### MATERIAL SHOWN
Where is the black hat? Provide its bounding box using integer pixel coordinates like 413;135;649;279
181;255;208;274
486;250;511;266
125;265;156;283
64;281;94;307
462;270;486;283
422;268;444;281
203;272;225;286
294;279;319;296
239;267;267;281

### SHORT EXERCISE
Swap "black hat" for "gray cap" in the records above and write them out again with nothing else changed.

### EXPECTED ANSWER
Where is the gray cap? Provide its bounding box using integer pixel coordinates like 413;135;649;279
181;255;208;274
486;250;511;266
125;265;156;283
64;281;94;307
462;270;486;283
422;268;444;281
203;272;225;286
294;279;319;296
239;267;267;281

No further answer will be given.